(Exercise brief) Copy the lines from the one containing "necktie shown in this photo." through the end of the items, keeping the note lines unchanged and raising every coordinate in the points by 128.

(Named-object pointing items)
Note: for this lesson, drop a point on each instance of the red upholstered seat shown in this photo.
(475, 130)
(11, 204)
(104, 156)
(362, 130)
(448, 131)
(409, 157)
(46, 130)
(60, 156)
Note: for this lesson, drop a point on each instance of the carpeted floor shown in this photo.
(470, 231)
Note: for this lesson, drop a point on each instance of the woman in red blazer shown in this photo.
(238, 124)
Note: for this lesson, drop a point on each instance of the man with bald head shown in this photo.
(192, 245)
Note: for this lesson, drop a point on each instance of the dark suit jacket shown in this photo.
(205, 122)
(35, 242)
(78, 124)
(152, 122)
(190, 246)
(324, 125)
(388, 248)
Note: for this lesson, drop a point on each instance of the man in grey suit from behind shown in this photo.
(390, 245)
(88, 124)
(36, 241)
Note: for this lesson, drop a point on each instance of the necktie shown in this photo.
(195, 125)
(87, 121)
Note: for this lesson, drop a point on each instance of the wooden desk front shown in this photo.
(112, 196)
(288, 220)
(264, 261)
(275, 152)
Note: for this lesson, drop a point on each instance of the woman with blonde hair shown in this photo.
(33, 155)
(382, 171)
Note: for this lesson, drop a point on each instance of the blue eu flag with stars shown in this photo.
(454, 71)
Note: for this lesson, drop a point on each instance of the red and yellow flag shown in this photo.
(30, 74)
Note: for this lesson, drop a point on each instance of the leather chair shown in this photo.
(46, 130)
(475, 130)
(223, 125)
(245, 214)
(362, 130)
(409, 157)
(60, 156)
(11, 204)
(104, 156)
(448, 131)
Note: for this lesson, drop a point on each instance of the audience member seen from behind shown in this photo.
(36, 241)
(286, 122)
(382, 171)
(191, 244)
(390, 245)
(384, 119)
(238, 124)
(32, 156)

(Problem solution)
Note: for this lesson, drop a point on each instance of the necktie shown in this photo.
(323, 253)
(215, 249)
Note: for this lesson, drop a point on each instance of the wooden desk front shown in this photo.
(240, 324)
(416, 348)
(392, 389)
(403, 280)
Note: for this lesson, drop a point on each instance of the woman with blonde hair shown in this photo.
(161, 283)
(510, 299)
Note: for this lesson, drop a point on each instance of the blue eu flag with stars shown in this photo.
(582, 199)
Note: for this lesson, drop a point on each instance of the red and yellow flag shown in this photo.
(158, 202)
Note: for this lesson, drop a point on each instance of the leather chair shown in this photo.
(174, 258)
(603, 258)
(351, 253)
(373, 342)
(490, 258)
(537, 285)
(188, 284)
(139, 332)
(232, 284)
(576, 259)
Note: for this lesson, drop a point on each instance of the audience member seen from behind shown in this photo.
(164, 369)
(414, 250)
(510, 299)
(319, 372)
(518, 373)
(512, 247)
(366, 252)
(160, 284)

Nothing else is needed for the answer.